(Labeled-object pointing entries)
* start *

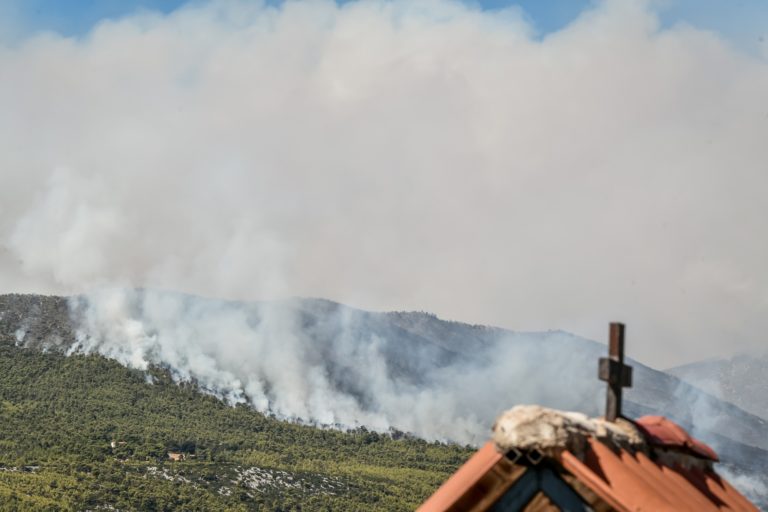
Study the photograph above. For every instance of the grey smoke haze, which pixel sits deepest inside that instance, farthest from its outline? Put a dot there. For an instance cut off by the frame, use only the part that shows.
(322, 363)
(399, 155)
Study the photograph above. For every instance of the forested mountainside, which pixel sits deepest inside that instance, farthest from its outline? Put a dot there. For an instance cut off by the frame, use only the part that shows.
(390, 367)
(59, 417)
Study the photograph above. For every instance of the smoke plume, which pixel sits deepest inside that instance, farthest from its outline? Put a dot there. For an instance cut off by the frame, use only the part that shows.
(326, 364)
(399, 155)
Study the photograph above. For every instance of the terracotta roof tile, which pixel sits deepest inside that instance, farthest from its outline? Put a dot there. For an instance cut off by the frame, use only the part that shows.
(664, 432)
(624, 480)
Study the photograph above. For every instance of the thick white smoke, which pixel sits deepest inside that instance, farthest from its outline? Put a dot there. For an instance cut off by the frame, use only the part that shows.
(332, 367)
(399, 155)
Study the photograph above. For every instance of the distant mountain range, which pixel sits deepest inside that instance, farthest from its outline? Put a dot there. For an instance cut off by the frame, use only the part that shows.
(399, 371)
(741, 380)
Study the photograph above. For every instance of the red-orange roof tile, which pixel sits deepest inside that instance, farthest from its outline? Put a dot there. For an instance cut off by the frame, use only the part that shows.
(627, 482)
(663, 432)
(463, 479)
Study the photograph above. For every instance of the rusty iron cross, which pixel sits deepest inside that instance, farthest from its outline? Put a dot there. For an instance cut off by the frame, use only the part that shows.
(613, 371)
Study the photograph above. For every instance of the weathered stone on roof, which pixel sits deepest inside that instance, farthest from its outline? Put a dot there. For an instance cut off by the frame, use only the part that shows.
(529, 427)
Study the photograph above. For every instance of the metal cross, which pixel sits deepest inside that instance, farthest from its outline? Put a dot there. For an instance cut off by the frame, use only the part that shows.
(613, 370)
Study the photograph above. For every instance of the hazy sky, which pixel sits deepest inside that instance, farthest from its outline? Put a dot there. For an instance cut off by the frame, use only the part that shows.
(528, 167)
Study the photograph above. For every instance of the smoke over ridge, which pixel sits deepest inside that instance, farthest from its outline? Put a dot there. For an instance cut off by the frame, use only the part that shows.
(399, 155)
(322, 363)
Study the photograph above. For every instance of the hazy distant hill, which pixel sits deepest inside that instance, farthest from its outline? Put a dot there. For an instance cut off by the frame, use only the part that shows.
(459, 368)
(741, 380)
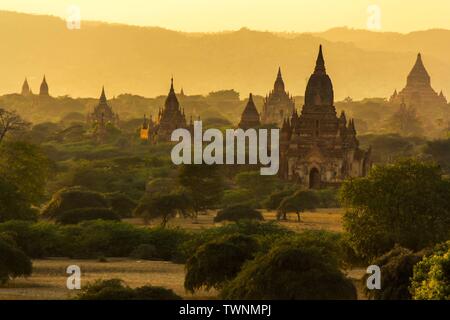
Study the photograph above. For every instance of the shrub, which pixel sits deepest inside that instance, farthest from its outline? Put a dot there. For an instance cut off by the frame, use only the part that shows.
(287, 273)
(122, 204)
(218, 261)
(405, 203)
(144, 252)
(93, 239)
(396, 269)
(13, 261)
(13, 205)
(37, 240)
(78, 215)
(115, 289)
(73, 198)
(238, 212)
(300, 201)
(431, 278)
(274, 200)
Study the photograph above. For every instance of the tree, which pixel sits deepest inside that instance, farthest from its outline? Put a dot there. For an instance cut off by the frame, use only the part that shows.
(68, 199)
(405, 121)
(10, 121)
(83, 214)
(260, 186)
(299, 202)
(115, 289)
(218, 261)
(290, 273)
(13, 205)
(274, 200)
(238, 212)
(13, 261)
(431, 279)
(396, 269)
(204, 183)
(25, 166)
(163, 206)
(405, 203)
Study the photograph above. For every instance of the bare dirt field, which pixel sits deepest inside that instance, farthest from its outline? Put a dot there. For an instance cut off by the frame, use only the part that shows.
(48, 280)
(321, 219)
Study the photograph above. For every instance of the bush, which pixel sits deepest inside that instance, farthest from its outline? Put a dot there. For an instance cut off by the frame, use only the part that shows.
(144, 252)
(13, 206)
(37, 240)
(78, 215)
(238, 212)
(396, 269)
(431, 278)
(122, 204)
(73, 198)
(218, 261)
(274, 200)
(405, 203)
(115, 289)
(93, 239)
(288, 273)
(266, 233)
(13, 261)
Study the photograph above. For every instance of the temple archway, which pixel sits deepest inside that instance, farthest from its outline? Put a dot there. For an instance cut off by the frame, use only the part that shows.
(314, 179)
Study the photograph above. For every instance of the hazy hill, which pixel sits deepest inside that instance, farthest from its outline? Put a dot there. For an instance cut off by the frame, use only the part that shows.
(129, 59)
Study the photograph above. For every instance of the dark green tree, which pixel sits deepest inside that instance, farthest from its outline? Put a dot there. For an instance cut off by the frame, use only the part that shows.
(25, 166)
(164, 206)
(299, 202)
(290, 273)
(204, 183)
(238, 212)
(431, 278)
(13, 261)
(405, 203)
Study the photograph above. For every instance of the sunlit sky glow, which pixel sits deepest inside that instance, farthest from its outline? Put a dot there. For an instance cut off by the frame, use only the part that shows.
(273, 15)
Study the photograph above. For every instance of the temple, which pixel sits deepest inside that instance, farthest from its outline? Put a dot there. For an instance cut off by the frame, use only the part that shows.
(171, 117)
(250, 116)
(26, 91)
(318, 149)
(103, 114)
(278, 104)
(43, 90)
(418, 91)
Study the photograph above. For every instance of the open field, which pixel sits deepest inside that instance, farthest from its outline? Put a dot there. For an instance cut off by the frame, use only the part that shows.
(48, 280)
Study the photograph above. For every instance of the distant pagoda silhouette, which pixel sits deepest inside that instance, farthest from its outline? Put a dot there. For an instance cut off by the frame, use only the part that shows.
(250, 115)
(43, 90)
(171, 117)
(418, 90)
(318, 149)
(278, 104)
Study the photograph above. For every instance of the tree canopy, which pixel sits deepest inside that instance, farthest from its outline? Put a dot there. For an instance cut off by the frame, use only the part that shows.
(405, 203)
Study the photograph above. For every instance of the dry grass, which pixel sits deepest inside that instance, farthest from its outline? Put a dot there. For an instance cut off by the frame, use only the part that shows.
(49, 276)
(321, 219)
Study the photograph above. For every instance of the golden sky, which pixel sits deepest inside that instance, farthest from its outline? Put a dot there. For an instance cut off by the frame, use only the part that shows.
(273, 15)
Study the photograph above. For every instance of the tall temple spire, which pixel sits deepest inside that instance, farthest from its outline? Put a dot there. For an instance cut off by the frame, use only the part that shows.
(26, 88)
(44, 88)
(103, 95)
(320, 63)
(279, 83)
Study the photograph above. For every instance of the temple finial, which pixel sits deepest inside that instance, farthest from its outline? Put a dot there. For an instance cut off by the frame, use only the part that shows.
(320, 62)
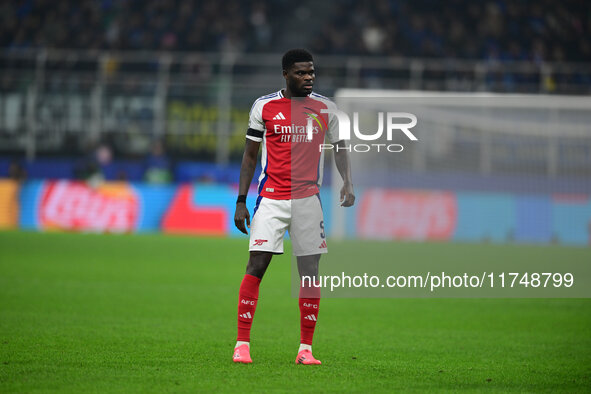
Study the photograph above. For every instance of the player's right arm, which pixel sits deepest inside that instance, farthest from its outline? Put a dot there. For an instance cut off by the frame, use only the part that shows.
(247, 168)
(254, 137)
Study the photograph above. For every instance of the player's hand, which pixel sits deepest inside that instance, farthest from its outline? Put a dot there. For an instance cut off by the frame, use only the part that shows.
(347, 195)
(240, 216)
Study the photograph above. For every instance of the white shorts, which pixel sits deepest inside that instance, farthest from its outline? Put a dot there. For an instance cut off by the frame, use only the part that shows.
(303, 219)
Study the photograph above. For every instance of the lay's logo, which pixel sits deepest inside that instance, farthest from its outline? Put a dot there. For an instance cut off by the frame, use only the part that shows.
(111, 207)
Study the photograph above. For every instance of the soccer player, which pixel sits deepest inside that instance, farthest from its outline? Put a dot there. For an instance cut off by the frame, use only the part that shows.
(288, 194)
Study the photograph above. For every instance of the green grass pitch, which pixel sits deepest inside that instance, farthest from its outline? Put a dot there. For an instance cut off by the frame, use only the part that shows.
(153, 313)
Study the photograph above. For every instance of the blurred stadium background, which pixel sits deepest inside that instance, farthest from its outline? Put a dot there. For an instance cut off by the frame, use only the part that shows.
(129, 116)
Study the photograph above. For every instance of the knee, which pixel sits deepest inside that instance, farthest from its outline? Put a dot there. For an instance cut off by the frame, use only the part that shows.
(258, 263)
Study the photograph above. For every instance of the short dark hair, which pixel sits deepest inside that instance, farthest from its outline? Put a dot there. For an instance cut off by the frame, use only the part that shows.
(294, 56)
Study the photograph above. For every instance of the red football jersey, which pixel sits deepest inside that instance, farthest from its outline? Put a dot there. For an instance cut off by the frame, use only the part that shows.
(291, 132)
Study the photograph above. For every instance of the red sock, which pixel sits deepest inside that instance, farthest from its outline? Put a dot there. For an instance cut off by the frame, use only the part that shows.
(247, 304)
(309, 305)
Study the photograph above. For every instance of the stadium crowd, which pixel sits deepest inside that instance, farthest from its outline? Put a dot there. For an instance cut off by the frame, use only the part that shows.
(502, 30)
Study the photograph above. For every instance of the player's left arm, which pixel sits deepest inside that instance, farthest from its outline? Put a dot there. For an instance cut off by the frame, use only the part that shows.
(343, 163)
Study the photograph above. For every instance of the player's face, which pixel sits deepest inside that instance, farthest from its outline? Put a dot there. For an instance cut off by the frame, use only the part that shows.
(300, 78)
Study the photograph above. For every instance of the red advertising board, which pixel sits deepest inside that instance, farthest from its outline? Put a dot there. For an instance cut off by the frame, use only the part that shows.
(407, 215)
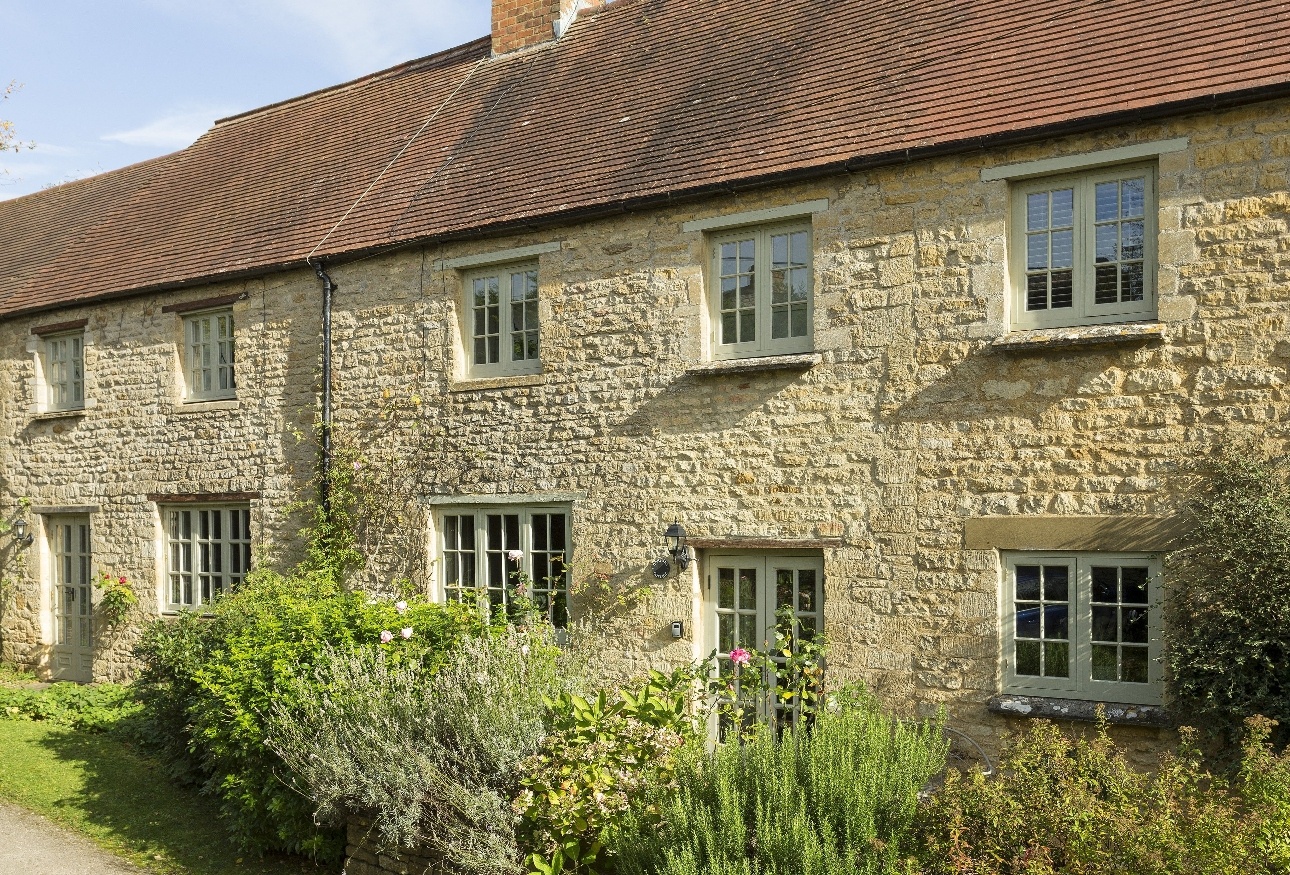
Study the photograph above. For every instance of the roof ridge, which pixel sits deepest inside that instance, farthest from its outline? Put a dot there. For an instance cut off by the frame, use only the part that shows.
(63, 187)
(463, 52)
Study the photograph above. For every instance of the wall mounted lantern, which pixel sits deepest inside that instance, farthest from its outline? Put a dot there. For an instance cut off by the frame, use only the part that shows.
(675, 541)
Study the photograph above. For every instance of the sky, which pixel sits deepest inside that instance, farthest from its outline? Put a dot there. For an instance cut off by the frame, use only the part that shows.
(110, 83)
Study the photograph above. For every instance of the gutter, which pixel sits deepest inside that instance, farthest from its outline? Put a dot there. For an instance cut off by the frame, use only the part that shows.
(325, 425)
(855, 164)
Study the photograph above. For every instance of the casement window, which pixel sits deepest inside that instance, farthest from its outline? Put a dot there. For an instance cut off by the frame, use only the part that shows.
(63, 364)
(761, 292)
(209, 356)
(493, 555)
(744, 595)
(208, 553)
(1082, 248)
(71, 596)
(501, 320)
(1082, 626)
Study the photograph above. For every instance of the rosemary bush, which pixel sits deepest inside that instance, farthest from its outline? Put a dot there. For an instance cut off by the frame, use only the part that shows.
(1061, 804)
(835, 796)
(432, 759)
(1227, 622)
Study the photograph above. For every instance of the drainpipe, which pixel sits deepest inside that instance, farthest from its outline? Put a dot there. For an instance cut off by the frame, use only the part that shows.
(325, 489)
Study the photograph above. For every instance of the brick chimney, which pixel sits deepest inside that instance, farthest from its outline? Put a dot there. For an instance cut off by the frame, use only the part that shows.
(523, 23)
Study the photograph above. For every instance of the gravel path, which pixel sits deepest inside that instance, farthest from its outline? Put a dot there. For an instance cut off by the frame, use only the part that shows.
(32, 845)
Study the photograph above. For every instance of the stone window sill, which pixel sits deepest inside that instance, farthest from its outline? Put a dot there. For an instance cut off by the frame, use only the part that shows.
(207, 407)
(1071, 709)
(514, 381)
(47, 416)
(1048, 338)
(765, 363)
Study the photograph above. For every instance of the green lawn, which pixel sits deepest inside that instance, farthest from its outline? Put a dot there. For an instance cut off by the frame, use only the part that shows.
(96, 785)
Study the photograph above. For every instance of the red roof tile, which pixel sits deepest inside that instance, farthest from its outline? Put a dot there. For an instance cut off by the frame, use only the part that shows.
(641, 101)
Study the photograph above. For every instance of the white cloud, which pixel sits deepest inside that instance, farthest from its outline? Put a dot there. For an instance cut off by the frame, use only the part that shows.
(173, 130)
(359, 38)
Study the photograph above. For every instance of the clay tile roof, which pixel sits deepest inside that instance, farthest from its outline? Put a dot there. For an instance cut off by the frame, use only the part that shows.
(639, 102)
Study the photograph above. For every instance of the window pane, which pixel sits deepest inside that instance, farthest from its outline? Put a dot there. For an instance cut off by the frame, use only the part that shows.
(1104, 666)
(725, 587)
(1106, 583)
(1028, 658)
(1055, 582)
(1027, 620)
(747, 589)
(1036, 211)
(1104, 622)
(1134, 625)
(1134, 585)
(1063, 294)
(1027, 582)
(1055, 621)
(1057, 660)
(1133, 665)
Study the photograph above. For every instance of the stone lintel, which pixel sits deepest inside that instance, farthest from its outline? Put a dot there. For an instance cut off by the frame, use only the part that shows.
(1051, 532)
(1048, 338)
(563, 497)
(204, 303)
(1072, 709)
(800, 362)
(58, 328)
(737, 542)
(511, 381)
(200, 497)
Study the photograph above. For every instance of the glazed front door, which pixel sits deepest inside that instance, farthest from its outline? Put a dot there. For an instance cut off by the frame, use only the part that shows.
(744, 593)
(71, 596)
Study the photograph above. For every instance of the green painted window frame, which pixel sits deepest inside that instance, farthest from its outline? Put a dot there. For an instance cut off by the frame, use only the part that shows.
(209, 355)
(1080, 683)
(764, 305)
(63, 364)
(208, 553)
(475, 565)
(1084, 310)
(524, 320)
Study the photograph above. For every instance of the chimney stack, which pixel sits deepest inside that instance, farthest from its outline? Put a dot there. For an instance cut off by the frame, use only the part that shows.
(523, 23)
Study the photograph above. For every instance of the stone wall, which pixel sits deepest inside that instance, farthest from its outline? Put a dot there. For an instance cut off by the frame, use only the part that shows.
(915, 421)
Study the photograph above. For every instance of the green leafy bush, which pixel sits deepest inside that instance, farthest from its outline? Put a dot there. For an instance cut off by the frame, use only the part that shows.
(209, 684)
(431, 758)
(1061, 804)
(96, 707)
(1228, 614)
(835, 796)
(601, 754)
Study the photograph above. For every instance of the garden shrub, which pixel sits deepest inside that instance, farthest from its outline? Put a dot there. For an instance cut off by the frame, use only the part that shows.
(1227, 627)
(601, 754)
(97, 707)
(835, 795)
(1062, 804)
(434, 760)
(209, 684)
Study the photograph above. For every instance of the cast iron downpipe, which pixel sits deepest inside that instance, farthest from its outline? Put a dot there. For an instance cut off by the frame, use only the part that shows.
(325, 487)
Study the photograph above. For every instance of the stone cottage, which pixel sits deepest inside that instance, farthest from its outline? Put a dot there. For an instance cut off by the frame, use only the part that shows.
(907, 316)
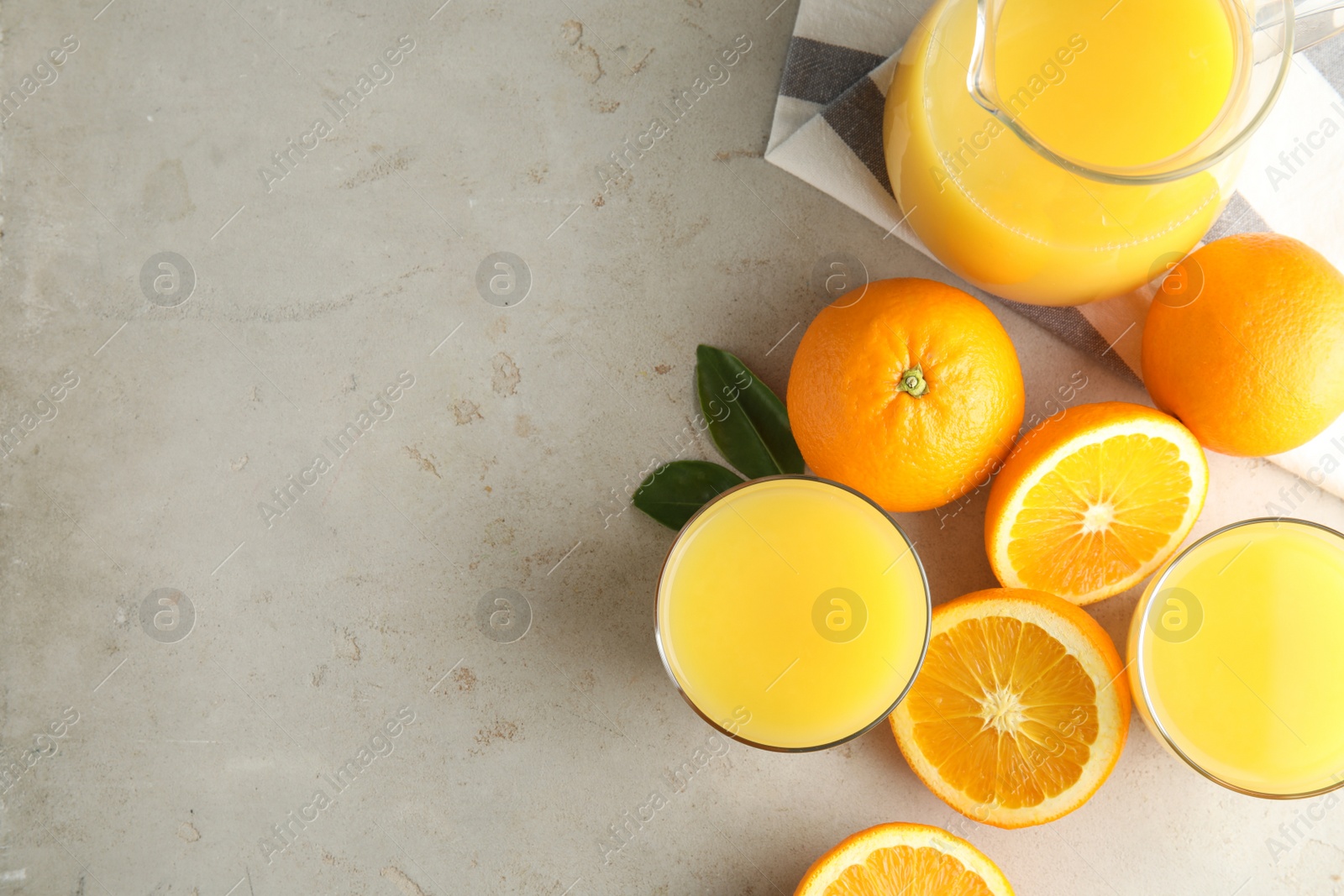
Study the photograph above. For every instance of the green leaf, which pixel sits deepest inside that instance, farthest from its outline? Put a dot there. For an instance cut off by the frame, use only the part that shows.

* end *

• _CHALLENGE_:
Render the stretch from the line containing "Study the photograph above. For every instance of the clay" through the line containing "(1133, 665)" as a JSON list of strings, one string per line, leaving out blank lines.

• _THE COMPLETED TASK_:
[
  "Study the photograph above. For every instance of the clay tile roof, which pixel sits deepest inside that instance, farthest from its outline? Put a dot there. For an instance cut off by the frame, use only the part that shows.",
  "(639, 102)",
  "Study the photograph above. For every instance of the window pane, which pixel sits deepest inside that instance, farthest from its outline? Put a dot there. For an instance cut off by the frame, use only the part that shows.",
  "(1104, 666)",
  "(725, 587)",
  "(1106, 583)",
  "(1028, 658)",
  "(1055, 582)",
  "(1027, 620)",
  "(747, 589)",
  "(1036, 211)",
  "(1104, 622)",
  "(1134, 625)",
  "(1134, 585)",
  "(1063, 294)",
  "(1027, 582)",
  "(1055, 621)",
  "(1057, 660)",
  "(1133, 665)"
]